**TASK INSTRUCTIONS**
Return the lines beginning at the one that contains "the foliage canopy" and continuing to the end of the entries, including both ends, exactly as written and nothing else.

——

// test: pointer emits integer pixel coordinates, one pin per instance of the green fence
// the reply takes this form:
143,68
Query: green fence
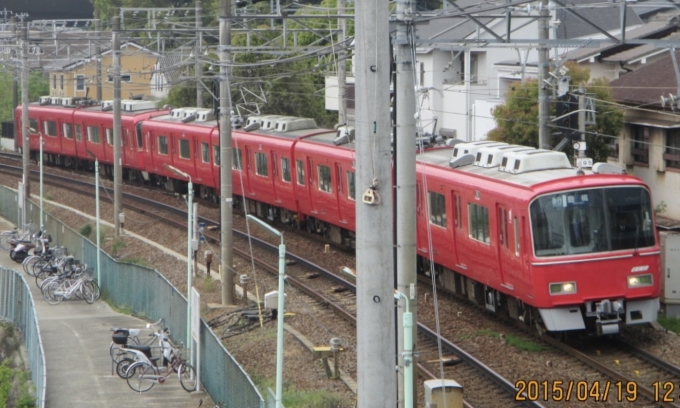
146,293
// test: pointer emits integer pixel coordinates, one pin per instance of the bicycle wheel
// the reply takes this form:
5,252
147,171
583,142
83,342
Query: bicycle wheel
187,377
52,294
143,378
123,367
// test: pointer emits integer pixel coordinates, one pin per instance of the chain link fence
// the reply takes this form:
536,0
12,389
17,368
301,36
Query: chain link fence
145,293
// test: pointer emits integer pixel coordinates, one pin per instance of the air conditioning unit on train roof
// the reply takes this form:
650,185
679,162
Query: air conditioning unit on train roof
492,156
461,149
289,124
129,105
533,160
204,115
177,113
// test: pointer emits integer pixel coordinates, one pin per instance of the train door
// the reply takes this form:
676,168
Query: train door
504,251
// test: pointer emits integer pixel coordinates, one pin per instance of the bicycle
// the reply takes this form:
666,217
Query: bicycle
143,375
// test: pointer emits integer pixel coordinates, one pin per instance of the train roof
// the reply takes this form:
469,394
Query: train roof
549,170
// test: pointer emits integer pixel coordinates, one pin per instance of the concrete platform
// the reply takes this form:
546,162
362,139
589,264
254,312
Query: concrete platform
76,339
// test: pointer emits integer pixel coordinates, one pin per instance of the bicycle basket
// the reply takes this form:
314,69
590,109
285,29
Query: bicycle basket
120,337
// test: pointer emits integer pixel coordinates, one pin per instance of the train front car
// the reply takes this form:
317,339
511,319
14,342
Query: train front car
595,256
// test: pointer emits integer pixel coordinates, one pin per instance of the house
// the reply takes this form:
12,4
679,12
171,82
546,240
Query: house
649,145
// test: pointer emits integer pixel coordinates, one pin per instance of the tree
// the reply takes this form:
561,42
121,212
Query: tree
517,119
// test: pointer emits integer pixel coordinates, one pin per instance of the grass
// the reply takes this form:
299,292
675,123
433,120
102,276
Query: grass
512,340
670,323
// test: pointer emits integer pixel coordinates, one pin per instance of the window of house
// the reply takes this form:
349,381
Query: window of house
50,128
205,152
672,153
300,172
640,148
324,178
479,223
80,83
351,186
184,149
437,208
262,167
93,134
236,159
216,155
285,169
68,130
162,144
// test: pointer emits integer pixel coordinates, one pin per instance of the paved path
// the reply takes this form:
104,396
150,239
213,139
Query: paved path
76,339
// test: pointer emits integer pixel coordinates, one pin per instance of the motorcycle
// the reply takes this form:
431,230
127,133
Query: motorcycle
21,248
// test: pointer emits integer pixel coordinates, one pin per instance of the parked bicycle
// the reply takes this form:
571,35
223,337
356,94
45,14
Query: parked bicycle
144,374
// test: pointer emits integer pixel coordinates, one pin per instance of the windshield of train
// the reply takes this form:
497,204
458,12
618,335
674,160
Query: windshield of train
593,220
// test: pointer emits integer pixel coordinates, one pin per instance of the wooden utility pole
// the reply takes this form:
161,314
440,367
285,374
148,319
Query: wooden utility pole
117,156
376,354
226,199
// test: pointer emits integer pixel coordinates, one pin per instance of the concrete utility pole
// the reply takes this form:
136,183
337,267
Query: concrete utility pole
543,69
117,156
375,258
199,44
405,165
342,67
98,53
226,199
25,123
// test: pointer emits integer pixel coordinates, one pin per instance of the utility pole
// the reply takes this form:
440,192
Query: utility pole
226,199
375,258
199,64
98,53
543,65
342,66
117,156
405,165
25,123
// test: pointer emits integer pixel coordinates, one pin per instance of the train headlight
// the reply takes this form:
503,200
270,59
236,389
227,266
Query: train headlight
562,288
636,281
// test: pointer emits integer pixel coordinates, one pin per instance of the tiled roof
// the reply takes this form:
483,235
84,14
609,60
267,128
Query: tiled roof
647,84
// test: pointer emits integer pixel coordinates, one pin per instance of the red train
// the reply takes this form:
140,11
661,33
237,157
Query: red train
515,229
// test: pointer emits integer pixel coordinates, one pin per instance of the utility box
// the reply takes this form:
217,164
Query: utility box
670,272
443,393
271,300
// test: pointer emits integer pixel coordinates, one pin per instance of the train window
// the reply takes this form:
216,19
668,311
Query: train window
437,204
205,153
216,155
325,178
300,172
68,130
261,165
162,145
351,189
236,159
285,169
184,149
93,134
479,223
50,128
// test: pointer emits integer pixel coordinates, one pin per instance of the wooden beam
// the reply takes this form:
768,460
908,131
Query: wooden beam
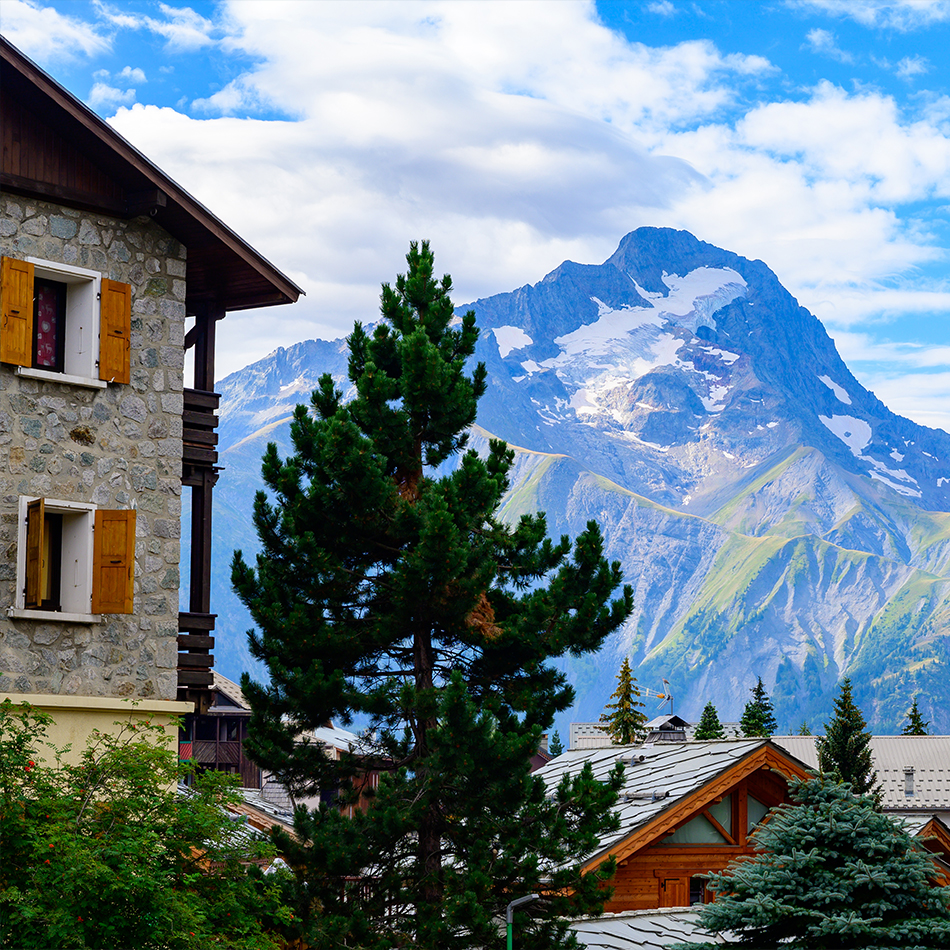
194,641
766,756
195,677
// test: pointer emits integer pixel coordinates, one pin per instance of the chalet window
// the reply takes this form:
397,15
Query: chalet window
230,730
61,321
73,560
697,890
756,812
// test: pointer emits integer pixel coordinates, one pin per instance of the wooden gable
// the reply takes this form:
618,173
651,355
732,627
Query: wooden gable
659,866
55,148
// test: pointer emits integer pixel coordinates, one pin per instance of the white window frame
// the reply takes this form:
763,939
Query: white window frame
76,565
83,296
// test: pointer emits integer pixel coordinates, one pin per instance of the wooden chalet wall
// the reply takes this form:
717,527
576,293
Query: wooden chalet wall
659,874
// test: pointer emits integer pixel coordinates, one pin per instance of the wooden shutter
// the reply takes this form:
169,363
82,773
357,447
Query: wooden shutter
113,562
115,330
16,331
35,526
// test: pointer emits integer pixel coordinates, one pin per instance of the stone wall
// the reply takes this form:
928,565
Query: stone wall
118,447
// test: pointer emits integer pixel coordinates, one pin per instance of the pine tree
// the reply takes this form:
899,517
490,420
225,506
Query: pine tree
625,723
831,872
845,748
709,726
387,591
915,725
757,717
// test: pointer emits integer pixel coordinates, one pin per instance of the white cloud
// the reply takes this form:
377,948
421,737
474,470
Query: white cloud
901,15
911,66
47,35
515,136
104,98
182,27
132,74
823,42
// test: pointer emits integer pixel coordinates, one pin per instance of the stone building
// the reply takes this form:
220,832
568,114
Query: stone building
104,258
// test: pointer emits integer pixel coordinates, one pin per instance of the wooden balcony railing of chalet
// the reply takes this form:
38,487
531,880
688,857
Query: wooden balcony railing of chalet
199,420
195,644
199,473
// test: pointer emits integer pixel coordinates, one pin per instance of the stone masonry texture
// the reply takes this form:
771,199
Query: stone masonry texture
118,447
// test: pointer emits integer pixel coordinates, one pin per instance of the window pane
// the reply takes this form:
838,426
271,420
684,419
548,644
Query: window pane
757,811
49,324
698,831
722,812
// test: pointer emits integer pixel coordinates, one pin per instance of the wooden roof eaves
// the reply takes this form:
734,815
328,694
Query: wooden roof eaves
286,291
765,756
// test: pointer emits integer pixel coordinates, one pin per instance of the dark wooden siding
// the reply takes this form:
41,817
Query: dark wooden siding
33,151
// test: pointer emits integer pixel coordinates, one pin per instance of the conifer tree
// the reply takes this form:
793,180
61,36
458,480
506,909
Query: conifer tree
624,723
915,725
758,719
845,748
387,591
831,872
709,726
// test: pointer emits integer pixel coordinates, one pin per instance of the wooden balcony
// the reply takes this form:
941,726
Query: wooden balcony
199,440
195,644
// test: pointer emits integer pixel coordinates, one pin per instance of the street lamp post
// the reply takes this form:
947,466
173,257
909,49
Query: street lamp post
510,915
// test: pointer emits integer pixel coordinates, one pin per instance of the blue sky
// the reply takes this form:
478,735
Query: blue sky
812,134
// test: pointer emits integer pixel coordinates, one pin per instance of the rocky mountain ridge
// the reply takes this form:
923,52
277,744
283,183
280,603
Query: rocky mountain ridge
774,517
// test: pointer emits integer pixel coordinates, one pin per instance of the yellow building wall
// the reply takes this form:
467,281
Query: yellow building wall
75,717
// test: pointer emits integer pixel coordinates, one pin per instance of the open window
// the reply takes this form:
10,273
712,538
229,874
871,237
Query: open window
74,560
65,323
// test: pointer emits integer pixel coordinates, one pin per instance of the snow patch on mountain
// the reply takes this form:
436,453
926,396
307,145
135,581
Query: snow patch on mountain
511,338
839,391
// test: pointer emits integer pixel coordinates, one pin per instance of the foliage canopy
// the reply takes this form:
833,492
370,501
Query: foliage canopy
845,748
389,593
709,726
832,873
758,718
106,853
623,719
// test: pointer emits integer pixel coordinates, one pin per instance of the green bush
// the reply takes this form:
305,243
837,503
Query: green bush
108,853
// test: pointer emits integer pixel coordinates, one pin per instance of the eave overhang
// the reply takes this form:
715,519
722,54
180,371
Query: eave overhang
767,757
224,271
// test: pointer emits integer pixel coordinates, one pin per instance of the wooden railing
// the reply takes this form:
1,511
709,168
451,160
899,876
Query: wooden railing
195,644
198,424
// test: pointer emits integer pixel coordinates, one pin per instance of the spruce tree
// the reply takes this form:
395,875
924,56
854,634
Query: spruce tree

——

**TASK SOLUTION**
// test: pointer emits integer pixel coordinates, one pin per instance of the foliage canopy
// the reply takes this form:
833,492
370,501
Query: foliage canopy
845,748
389,593
709,726
832,873
758,718
106,853
623,719
// test: pointer emits integer pixel coordinates, one pin per instance of the green bush
// the reply takes this form:
305,243
837,503
Query: green bush
108,853
// test: pointer emits integer pixel coordinates, one pin per instance of the eave overhang
// the reply takes this form:
715,519
722,54
180,371
Query: eave overhang
767,757
224,271
// test: pointer emits integer pixel coordinates, one pin per instance of the wooden railing
// the reply takes this form:
1,511
709,168
451,160
899,876
Query: wooden railing
195,644
198,424
// test: pointer emits integer pixel coordinates, one pin per instance of the spruce tree
// the reply takes this form:
395,875
924,56
854,634
Query: spruce tree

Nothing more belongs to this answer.